____ SUPPLIED RECORDS

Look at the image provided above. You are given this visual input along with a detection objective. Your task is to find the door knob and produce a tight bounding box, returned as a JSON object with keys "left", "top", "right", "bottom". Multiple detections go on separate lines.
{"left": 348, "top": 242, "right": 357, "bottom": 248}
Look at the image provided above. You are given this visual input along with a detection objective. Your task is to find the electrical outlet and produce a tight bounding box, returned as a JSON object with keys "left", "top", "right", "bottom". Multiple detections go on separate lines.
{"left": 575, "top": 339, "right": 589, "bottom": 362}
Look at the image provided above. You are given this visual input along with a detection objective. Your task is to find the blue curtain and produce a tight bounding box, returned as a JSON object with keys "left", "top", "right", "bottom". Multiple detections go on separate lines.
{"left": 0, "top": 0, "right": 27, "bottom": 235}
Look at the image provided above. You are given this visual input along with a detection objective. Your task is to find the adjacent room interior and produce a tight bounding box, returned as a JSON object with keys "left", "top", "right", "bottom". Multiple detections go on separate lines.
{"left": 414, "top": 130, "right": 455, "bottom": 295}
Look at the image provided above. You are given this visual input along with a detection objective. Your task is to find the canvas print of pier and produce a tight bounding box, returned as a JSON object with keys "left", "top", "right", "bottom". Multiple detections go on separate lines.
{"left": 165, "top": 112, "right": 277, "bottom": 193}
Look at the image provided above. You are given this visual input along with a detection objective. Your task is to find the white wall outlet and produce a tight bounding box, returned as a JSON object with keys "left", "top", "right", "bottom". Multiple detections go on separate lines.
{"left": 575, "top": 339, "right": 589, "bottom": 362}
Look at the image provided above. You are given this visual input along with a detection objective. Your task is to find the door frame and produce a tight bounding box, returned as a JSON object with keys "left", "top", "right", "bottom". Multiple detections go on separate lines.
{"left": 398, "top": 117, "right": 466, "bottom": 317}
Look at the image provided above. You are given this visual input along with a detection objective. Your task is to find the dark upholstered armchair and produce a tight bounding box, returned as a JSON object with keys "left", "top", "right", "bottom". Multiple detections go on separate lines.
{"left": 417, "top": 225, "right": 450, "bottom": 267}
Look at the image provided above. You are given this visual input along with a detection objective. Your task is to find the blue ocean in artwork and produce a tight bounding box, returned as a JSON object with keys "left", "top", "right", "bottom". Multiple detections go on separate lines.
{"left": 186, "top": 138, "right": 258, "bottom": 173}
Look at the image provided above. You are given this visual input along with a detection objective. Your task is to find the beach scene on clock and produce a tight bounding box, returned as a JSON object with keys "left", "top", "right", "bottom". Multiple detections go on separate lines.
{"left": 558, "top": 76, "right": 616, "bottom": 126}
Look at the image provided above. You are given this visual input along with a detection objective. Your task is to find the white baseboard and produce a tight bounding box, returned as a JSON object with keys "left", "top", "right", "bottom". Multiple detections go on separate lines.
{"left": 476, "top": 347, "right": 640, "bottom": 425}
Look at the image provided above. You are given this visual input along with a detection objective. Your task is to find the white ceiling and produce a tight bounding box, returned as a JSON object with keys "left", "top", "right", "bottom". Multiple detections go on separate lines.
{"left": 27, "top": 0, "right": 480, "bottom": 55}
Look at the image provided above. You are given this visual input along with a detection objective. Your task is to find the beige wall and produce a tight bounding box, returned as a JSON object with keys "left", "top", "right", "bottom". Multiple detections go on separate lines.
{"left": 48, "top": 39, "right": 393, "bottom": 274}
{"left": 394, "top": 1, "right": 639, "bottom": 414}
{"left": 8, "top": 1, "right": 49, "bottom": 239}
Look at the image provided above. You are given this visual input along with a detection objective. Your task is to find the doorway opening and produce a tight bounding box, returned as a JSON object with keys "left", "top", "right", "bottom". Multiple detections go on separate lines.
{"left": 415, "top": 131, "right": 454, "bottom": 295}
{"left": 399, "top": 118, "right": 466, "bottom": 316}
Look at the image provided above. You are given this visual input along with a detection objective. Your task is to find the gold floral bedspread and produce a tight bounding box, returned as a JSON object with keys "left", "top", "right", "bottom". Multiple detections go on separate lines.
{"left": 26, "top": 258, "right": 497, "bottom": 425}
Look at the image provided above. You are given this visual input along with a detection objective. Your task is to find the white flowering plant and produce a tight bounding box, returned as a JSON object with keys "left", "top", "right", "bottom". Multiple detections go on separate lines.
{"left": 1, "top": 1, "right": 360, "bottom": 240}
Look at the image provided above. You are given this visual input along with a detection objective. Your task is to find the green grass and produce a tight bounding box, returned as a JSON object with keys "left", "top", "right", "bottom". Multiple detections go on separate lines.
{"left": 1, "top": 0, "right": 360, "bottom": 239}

________

→ **PROBLEM DETAILS**
Copy every record exactly, leaving each line intact.

→ **ANSWER TO THIS EXERCISE**
Look at the image provided above. You are given this visual input along with a detection objective. Your task is to find the door knob and produce a tight bounding box, returned as a JSON object with keys "left", "top", "right", "bottom". Multiple detections go on separate lines.
{"left": 348, "top": 242, "right": 357, "bottom": 248}
Look at the image provided above. You are given this visual input along with a detection objective. Your task is to find the electrical outlet and produce a tight bounding box, returned as a JSON object with keys "left", "top", "right", "bottom". Multiple detections go on separate lines.
{"left": 575, "top": 339, "right": 589, "bottom": 362}
Look at the image provided above. You are given this visual input along with a detection objective. Your task is to find the blue curtain and produce a tight bounding box, returned as a JSON object with keys "left", "top", "right", "bottom". Multiple detections go on separate lines.
{"left": 0, "top": 0, "right": 27, "bottom": 235}
Look at the image provided above. You are given this visual input along with a detection objective. Your task is to find the adjacent room interior and produce a tight bounding box, returned as a JSON object with keys "left", "top", "right", "bottom". Multiple detections go on separate lines.
{"left": 414, "top": 130, "right": 455, "bottom": 295}
Look at the image provided above. You are given this visual input along with a detection objective. Your task is to find the canvas print of pier and produce a tight bounding box, returned as a JSON object with keys "left", "top", "right", "bottom". Multiple detections go on separate lines.
{"left": 165, "top": 112, "right": 277, "bottom": 193}
Look at the image provided above. You are given this visual input along with a detection objective. Your task is to find the white wall outlet and produce a tight bounding box, returned as a JSON object with keys "left", "top", "right", "bottom". Multiple detections go on separate lines.
{"left": 575, "top": 339, "right": 589, "bottom": 362}
Look at the image provided above. You are given this visual input along with a detection objective. Your task is to find the door frame and produce a tight bounding box, returned as a JSON object with keys "left", "top", "right", "bottom". Multiple detections go on separate lines.
{"left": 398, "top": 117, "right": 466, "bottom": 317}
Look at the image provided above. You are given this visual input along with a detection objective. Your task is to find the dark upholstered armchair and produce a tight bounding box, returned as a JSON object with keys "left", "top", "right", "bottom". Multiple detections go on separate lines.
{"left": 417, "top": 225, "right": 450, "bottom": 267}
Look at the image provided above. You are given this visual input along with a detection objective. Your task is to find the blue ocean in artwork and produce a tight bounding box, returned as a JSON object with keys "left", "top", "right", "bottom". Multiple detections go on separate lines.
{"left": 186, "top": 138, "right": 258, "bottom": 173}
Look at the image provided above. You are given this visual input along with a detection objective. Your task is to find the beach scene on clock and produce a tight bounding box, returned as a JSON object with keys "left", "top", "right", "bottom". Multiple detections go on separate lines.
{"left": 558, "top": 76, "right": 616, "bottom": 126}
Look at the image provided above. You are given this visual input along with a detection objective. Your task is to find the white baseboard and produce a tight bounding box, returned as a JSON object with keys "left", "top", "right", "bottom". Multiple detections go on separate lines.
{"left": 476, "top": 347, "right": 640, "bottom": 425}
Look at the image provided above. You are given this visual input along with a detection objective. Your task is to find the white ceiling and produce a tight bounding box, returned as a JSON object with keys "left", "top", "right", "bottom". Multiple detections go on separate lines.
{"left": 27, "top": 0, "right": 480, "bottom": 55}
Look at the image provided above. You are given this visual input along with a detection objective. Your task is to find the beige wall and produce a tight bounding box, returned as a JSON object with keys "left", "top", "right", "bottom". Multiple detections go on separate lines.
{"left": 48, "top": 39, "right": 393, "bottom": 274}
{"left": 394, "top": 1, "right": 639, "bottom": 414}
{"left": 8, "top": 1, "right": 49, "bottom": 239}
Look at the image provided above. You are given this visual input along with a detection objective. Your task is to find the doorway opening and produce a tight bounding box, returned as a JSON object with keys "left", "top", "right", "bottom". Multiple detections go on separate lines.
{"left": 415, "top": 131, "right": 454, "bottom": 295}
{"left": 399, "top": 118, "right": 466, "bottom": 316}
Look at the image provided above. You are given this visual input along with a detection objective. Your task is to find the gold floral bedspread and produce a tight bounding box, returned as a JSON object with keys "left", "top", "right", "bottom". Multiple detections go on separate lines.
{"left": 26, "top": 258, "right": 497, "bottom": 425}
Look at the image provided above. You are given this visual input along with a detection objective. Your task is to find the white flowering plant and produce a tight bounding box, returned as a JSON object with keys "left", "top", "right", "bottom". Multiple detections go on separate lines.
{"left": 1, "top": 1, "right": 360, "bottom": 240}
Look at the image provided above. You are given this visual input along with a detection objective. Your task is to find the green grass and produce a tight bounding box, returned as a JSON object with keys "left", "top", "right", "bottom". Multiple detections go on separate lines.
{"left": 1, "top": 0, "right": 360, "bottom": 239}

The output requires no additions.